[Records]
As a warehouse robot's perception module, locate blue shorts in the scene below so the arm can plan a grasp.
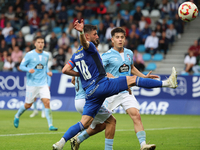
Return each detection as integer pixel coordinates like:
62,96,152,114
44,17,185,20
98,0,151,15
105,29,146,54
82,76,128,118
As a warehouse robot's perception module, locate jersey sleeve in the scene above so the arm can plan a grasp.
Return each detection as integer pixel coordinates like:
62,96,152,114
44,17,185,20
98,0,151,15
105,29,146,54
19,54,31,72
87,42,97,52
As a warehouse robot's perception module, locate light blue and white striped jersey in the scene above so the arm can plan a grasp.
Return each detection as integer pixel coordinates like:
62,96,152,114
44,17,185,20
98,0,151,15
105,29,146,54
20,49,49,86
101,48,133,77
74,67,85,100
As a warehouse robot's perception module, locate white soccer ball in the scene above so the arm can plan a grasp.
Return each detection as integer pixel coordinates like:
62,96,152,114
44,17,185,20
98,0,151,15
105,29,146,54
178,2,198,22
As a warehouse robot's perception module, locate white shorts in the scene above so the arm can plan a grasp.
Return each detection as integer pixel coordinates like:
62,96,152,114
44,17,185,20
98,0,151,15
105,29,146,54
25,85,51,104
75,99,112,129
103,92,140,111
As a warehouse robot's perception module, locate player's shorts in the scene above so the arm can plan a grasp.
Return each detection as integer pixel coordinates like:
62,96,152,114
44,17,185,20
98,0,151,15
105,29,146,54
75,99,112,129
82,76,128,118
25,85,51,104
103,92,140,111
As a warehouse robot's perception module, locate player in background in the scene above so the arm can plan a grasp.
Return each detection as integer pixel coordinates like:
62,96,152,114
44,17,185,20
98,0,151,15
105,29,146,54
30,76,51,118
53,19,177,150
14,36,58,131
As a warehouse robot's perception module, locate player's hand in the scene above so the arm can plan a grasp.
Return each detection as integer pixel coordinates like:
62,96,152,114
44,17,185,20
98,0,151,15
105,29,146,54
28,69,35,73
145,71,159,79
74,19,84,32
106,72,115,78
47,72,53,77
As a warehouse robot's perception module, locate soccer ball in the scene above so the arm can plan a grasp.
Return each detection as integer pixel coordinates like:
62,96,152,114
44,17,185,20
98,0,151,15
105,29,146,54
178,2,198,22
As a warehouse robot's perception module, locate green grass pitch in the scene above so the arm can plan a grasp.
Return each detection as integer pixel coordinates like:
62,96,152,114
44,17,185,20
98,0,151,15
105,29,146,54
0,110,200,150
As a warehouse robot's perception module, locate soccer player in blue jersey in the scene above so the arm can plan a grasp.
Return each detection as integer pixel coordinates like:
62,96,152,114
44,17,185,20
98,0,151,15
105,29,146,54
14,36,58,131
53,19,177,150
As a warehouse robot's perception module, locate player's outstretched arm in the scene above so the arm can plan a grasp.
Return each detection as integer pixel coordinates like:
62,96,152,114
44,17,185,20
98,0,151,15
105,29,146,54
62,64,80,76
74,19,90,50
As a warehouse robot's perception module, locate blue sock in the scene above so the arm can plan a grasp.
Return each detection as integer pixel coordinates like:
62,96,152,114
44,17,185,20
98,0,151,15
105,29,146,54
136,131,146,144
63,122,84,142
15,105,26,118
78,129,90,143
136,77,162,88
44,108,53,127
33,102,37,110
105,139,114,150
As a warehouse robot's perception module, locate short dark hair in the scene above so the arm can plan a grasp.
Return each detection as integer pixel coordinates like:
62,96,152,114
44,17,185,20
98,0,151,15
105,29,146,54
111,27,126,37
34,36,44,42
83,24,97,33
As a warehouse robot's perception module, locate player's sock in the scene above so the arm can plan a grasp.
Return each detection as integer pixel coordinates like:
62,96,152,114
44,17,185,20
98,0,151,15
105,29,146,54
63,122,84,142
77,129,90,143
105,139,114,150
44,108,53,127
136,131,146,147
15,105,26,118
136,77,162,88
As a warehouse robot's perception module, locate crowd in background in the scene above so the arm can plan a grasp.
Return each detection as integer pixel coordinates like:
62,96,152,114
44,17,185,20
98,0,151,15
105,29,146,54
0,0,196,71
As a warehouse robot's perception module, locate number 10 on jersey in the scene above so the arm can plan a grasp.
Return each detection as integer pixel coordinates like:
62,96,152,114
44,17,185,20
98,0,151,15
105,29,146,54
76,60,92,80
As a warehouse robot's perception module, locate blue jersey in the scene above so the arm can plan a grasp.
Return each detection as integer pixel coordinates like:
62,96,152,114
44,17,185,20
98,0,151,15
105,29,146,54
102,48,133,77
20,49,49,86
74,68,85,100
68,42,106,88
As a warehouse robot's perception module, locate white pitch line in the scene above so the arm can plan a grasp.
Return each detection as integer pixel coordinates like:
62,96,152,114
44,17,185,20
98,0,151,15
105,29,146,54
0,127,200,137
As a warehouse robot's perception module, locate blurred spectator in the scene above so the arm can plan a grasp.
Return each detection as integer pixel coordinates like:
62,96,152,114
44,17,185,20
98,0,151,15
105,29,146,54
184,51,196,73
3,55,15,71
58,32,70,52
14,0,24,11
72,41,79,54
98,22,106,43
49,32,58,53
57,6,67,28
23,0,33,12
158,0,170,19
66,22,78,43
12,57,22,72
159,31,169,58
138,16,146,31
2,22,13,38
97,1,107,20
75,0,85,14
103,14,112,29
11,46,23,63
16,31,26,50
155,23,162,38
173,14,184,39
27,4,37,21
188,40,200,57
169,0,181,19
141,23,151,42
144,30,159,55
105,22,115,43
5,30,16,47
14,7,25,30
51,48,65,70
192,52,200,73
29,12,40,34
133,49,145,72
166,24,176,45
119,0,133,12
45,0,55,11
127,31,140,50
65,47,73,63
114,13,125,27
0,29,4,43
107,0,117,17
84,0,97,18
0,14,6,29
0,40,8,54
22,46,31,58
133,6,143,23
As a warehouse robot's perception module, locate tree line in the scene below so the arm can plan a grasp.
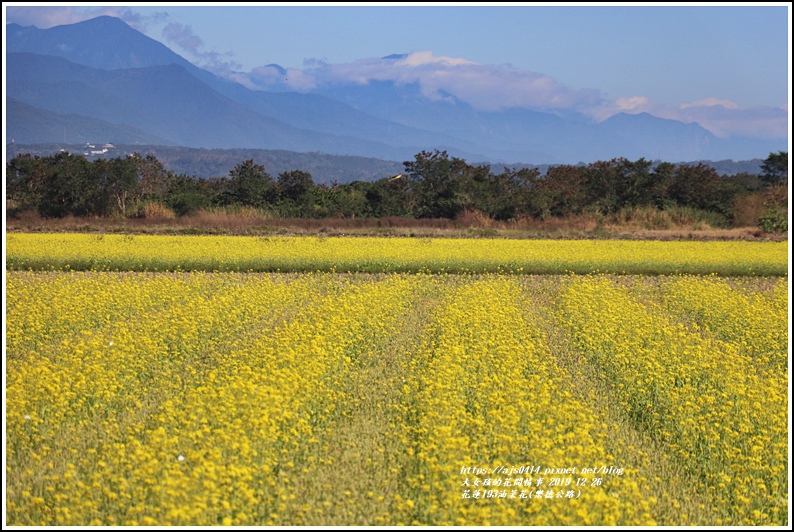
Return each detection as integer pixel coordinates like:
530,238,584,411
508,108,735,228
6,150,788,225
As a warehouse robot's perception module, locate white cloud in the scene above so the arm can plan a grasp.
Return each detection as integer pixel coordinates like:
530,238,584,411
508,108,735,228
679,98,739,109
262,51,601,111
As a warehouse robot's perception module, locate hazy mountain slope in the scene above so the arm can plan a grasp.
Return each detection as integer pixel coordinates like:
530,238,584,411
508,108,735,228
6,98,167,145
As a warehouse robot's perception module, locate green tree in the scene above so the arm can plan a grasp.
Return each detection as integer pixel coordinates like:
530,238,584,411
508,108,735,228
277,170,314,218
761,151,788,185
222,159,277,209
403,150,470,218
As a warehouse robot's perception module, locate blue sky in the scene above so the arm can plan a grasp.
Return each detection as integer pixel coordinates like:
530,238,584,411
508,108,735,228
4,3,791,136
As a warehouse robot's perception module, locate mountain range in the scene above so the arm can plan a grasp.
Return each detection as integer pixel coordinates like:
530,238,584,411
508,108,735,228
6,17,787,164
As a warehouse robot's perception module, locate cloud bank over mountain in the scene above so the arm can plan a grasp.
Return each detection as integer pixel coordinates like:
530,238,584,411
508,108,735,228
238,51,788,138
8,6,789,143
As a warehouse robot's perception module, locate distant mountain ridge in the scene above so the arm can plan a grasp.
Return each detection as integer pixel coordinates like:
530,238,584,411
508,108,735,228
6,17,787,164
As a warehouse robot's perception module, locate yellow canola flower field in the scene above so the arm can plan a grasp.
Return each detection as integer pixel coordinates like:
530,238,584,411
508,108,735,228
6,272,788,526
6,233,788,276
560,278,789,526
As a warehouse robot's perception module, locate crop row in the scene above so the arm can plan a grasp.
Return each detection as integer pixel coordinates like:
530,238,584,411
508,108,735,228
6,272,788,526
6,234,788,276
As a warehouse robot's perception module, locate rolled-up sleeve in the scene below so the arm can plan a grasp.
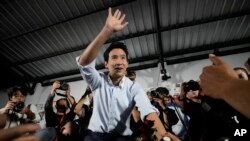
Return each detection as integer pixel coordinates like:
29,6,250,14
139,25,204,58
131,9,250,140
76,56,100,90
134,85,159,121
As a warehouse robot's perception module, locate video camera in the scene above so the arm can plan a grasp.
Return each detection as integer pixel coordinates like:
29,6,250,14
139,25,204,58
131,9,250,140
150,90,160,98
183,80,200,93
56,81,69,97
13,102,25,113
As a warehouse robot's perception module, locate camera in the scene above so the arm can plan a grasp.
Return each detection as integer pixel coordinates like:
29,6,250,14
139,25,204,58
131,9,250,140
56,82,69,97
150,90,159,98
183,80,200,93
13,102,24,113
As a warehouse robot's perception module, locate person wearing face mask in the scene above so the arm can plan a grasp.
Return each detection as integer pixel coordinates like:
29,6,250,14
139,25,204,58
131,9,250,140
36,81,76,141
0,87,39,128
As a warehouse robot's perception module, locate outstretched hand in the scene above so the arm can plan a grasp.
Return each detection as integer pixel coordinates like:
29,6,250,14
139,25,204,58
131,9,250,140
106,8,128,32
200,54,238,98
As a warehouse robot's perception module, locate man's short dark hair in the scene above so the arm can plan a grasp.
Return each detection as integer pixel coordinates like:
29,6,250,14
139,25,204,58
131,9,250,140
103,42,128,62
155,87,169,96
56,98,70,108
127,69,136,77
8,86,26,98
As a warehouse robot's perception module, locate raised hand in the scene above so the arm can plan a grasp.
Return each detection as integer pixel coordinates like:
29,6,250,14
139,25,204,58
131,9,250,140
200,54,238,98
106,8,128,32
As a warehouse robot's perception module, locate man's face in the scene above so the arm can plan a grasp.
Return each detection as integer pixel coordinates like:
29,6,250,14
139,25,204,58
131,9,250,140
10,91,25,102
105,48,128,78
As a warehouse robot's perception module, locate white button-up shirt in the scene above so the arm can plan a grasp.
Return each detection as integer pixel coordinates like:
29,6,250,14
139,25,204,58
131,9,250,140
77,57,158,136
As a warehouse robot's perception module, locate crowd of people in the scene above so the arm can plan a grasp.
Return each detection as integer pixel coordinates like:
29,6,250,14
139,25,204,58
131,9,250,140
0,8,250,141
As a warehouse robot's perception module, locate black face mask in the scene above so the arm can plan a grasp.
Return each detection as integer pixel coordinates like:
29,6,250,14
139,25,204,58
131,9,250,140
56,105,67,113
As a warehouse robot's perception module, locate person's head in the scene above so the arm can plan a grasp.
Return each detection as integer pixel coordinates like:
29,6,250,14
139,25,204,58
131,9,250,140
155,87,169,99
56,98,70,114
103,42,128,78
8,87,26,103
183,80,200,100
127,70,136,81
234,67,249,80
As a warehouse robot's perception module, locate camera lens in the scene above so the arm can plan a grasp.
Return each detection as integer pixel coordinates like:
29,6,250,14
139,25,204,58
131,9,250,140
13,102,24,113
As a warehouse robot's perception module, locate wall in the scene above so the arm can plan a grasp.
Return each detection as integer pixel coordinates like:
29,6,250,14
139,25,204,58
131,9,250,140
0,52,250,107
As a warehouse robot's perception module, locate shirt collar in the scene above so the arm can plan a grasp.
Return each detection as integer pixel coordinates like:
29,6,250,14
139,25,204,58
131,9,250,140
108,75,126,88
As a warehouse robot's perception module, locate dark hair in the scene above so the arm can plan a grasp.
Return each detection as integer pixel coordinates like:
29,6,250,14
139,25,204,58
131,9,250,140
155,87,169,96
247,57,250,65
103,42,128,62
234,67,249,79
127,69,136,77
8,86,26,98
56,98,70,108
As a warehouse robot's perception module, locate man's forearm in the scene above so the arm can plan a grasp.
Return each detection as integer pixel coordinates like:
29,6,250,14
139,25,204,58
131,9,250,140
223,80,250,119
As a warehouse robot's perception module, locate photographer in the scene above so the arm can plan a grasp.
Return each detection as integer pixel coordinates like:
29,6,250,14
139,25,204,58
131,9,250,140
36,81,76,141
150,87,178,132
0,87,39,128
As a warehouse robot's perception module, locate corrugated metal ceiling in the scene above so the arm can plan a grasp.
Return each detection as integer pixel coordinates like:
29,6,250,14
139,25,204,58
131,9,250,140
0,0,250,90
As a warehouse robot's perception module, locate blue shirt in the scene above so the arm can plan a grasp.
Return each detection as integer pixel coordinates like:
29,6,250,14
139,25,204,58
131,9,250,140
77,58,158,136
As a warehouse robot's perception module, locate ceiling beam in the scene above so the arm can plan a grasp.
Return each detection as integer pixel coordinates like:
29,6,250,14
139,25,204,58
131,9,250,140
7,10,250,66
1,0,135,41
41,62,158,87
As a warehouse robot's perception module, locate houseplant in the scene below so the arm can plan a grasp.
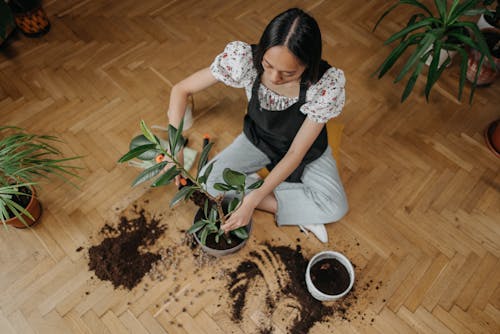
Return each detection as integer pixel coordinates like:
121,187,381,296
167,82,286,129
373,0,494,102
0,126,80,228
118,121,263,255
477,0,500,29
306,251,354,301
9,0,50,37
0,0,16,44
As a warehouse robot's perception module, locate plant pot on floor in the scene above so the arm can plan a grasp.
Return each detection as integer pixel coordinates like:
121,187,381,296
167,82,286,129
467,28,500,86
9,0,50,37
306,251,354,301
484,119,500,158
5,188,42,228
193,209,253,257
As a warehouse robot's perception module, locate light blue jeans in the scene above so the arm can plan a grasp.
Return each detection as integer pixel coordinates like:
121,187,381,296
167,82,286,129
201,133,348,226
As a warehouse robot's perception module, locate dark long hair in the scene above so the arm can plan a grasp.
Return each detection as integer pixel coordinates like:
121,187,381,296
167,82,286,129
253,8,321,84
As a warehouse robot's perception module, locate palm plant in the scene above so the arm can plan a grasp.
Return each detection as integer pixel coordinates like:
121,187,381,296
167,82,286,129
373,0,494,103
118,121,263,245
0,126,80,227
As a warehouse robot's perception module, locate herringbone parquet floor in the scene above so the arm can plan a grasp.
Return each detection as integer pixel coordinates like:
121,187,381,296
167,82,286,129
0,0,500,334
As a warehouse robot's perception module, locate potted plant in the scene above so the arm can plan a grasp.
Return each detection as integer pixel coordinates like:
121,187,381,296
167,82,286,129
477,0,500,29
0,126,80,228
9,0,50,37
373,0,494,102
0,0,16,44
306,251,354,301
118,121,263,256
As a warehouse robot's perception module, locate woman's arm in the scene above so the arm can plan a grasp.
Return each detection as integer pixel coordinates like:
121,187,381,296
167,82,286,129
222,118,325,232
168,67,218,128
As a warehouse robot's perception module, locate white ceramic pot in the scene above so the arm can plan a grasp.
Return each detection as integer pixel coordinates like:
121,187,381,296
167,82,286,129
306,251,354,301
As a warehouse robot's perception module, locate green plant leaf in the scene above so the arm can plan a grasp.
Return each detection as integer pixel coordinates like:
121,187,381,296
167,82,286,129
170,186,195,207
132,161,168,187
200,228,208,245
231,227,248,240
118,144,156,163
196,142,213,176
199,161,215,183
247,180,264,190
222,168,246,187
394,33,436,82
140,120,160,145
208,208,218,224
187,220,207,234
227,197,240,213
434,0,448,22
151,166,181,187
214,182,233,191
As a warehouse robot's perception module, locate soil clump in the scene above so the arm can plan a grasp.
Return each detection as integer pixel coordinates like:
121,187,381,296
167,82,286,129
89,207,166,290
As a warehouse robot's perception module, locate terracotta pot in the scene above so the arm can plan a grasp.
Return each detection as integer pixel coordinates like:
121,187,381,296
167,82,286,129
14,7,50,37
467,28,500,86
5,188,42,228
484,119,500,158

§ Brief:
Reproduce the entries above verbatim, starting at their first line and ending at the line containing "74,67,85,100", with both ends included. Omit the pictures from the output.

§ The completed task:
As a warehouse robot's perception module, locate blue shorts in the scene below so the arm can plan a grasp.
Return each detection as integer pixel coordinates like:
62,96,152,114
44,17,185,20
98,0,151,15
105,29,146,54
82,76,128,118
As a warehouse robot's perception module, locate jersey sleeve in the scene above so the arm can plan a grasp.
Return each detection as integer pixel coordinates like:
62,96,152,114
44,17,185,20
98,0,151,15
105,29,146,54
19,54,31,72
87,42,97,52
As a warehouse robot's perception module, locate light blue and white striped jersey in the scene above so the arm can plan a grasp.
Return each detection as integer pixel coordinates like:
62,96,152,114
44,17,185,20
98,0,151,15
105,29,146,54
20,49,49,86
101,48,133,77
74,67,85,100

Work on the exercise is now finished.